%%

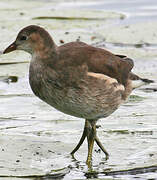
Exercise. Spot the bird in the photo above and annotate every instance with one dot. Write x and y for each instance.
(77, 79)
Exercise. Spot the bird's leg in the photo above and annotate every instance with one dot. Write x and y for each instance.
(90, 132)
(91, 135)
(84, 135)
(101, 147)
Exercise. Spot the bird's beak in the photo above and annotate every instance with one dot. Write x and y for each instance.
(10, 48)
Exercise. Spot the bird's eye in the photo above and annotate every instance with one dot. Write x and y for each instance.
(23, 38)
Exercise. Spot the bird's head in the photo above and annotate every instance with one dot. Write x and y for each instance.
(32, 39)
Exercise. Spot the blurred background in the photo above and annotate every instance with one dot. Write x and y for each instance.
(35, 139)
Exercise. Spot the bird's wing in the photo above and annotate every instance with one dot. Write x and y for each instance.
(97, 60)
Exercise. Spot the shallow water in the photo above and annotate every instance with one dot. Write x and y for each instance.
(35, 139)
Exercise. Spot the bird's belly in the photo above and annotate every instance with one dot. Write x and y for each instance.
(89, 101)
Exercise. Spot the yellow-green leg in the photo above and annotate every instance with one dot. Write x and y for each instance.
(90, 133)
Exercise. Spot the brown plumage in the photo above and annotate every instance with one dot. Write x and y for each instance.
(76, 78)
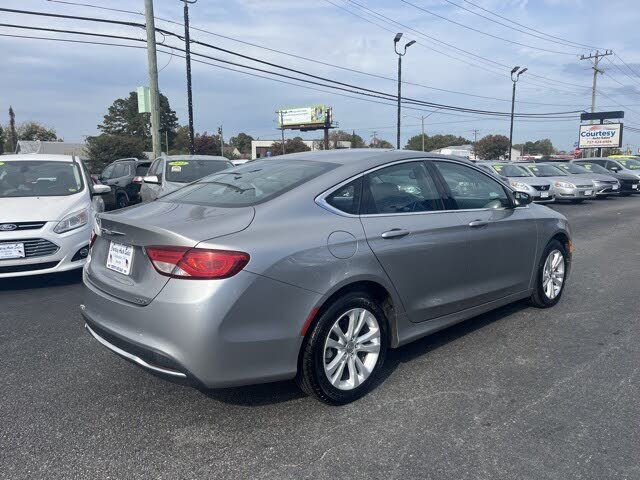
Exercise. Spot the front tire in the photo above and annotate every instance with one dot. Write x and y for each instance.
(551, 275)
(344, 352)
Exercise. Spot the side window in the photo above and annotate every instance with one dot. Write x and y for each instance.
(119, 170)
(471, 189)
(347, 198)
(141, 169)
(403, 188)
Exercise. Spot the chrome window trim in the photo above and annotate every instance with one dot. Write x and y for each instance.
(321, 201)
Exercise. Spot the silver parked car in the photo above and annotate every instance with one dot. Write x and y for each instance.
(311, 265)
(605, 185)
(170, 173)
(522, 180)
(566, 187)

%%

> **Task**: Give back the entire listing verbatim, without the pictures.

> **Written solution**:
Exercise. Spot the bird in the photo above and annotate every instance with one dot. Write x and y for each instance.
(77, 79)
Exercise. Spot the bird's leg in the photo above and annotate every instance with one dot. Write x and y for each instance.
(90, 132)
(91, 135)
(84, 135)
(101, 147)
Exercise. Spot the bird's beak in the photo above and annotate every instance with one dot. Write x and y for each instance.
(10, 48)
Exercise. Spot the bird's eye in the photo above and annotate every instance with one dot. Write x and y for each instance.
(23, 38)
Exercise. Spot the bird's head in the photo above and annotate every instance with one dot. Write x and y for each instance.
(32, 39)
Exercise. Spot the blurred background in the photo above and annotate every instance with one dot. Write x and y for each instance.
(35, 139)
Exercise. Spot the bird's wing in the photo above and annotate every instance with one dot. Write x and y for each instance.
(97, 60)
Exercise. Spot the shallow water in the photo above and annotate every instance with one dot. Write x and y for each instance.
(35, 139)
Exercise. Spot the bird's belly in the photo above and annotate every instance with one dot. Write x and y for each instance.
(89, 101)
Exercise. Spot the yellow-green leg in the photo above and annotate every instance with one dot. Write x and y for each instance.
(90, 133)
Exercise. Spot the brown plumage in the photo above and annotate every instance with one dot. Write x and y for each instance.
(76, 78)
Exercise. Spot the front tire in the photo above and annotate every instance with one dot. Write x and y for each instance.
(551, 275)
(344, 352)
Exercise. Spot the side window in the photo above and annotate every instance with one dot. Write x and y for each instance.
(119, 170)
(471, 189)
(347, 198)
(141, 169)
(403, 188)
Exercise. Spot the chrome window trim in the photo above and annotate every instance with one dot. Write x and y for each instance.
(321, 201)
Exercise. Spot the silver parked car in the photo above and annotate every instance with one dot. Write x and y for each instance.
(311, 265)
(605, 185)
(170, 173)
(522, 180)
(566, 187)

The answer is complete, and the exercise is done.